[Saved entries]
┄┄┄┄┄┄┄┄┄┄

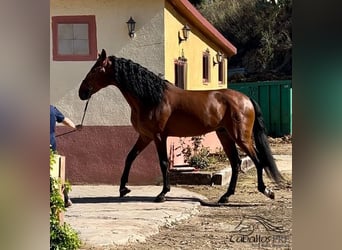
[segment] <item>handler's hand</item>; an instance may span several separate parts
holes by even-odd
[[[76,130],[82,130],[82,128],[83,128],[82,124],[76,125]]]

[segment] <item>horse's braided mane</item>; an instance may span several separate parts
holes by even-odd
[[[154,107],[162,101],[166,80],[131,60],[115,56],[108,58],[112,62],[114,81],[122,90],[131,93],[148,107]]]

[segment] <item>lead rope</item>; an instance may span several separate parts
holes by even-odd
[[[87,112],[89,100],[90,100],[90,98],[87,100],[86,105],[85,105],[85,107],[84,107],[83,117],[82,117],[82,121],[81,121],[81,126],[83,126],[83,121],[84,121],[85,114],[86,114],[86,112]]]
[[[89,100],[90,100],[90,98],[87,100],[86,105],[85,105],[85,107],[84,107],[83,117],[82,117],[82,121],[81,121],[81,124],[80,124],[81,126],[83,126],[83,121],[84,121],[85,114],[86,114],[86,112],[87,112]],[[74,129],[74,130],[65,132],[65,133],[63,133],[63,134],[56,135],[56,137],[59,137],[59,136],[62,136],[62,135],[66,135],[66,134],[70,134],[70,133],[75,132],[75,131],[77,131],[77,129]]]

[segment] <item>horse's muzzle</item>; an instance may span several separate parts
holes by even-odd
[[[91,92],[89,89],[79,89],[78,96],[84,101],[90,98]]]

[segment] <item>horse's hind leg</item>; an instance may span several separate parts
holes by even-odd
[[[247,138],[246,140],[239,140],[237,144],[241,147],[243,151],[247,153],[247,155],[252,159],[256,169],[257,169],[257,178],[258,178],[258,190],[259,192],[266,195],[268,198],[274,199],[274,192],[267,188],[264,180],[263,180],[263,163],[261,159],[258,158],[256,150],[252,143],[252,138]]]
[[[223,150],[226,153],[232,168],[232,175],[230,177],[227,192],[224,195],[222,195],[222,197],[218,201],[219,203],[227,203],[229,196],[235,193],[241,160],[235,142],[231,139],[226,130],[219,129],[216,131],[216,134],[222,144]]]
[[[129,171],[131,169],[132,163],[135,160],[135,158],[147,147],[148,144],[150,144],[152,140],[146,137],[139,136],[137,142],[131,149],[131,151],[128,153],[126,157],[126,162],[125,162],[125,169],[122,173],[121,176],[121,183],[120,183],[120,197],[125,196],[131,190],[129,190],[126,187],[126,184],[128,182],[128,176],[129,176]]]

┄┄┄┄┄┄┄┄┄┄

[Aim of the exercise]
Number of lines with the string "horse" in the data above: report this figure and nothing more.

[Final answer]
3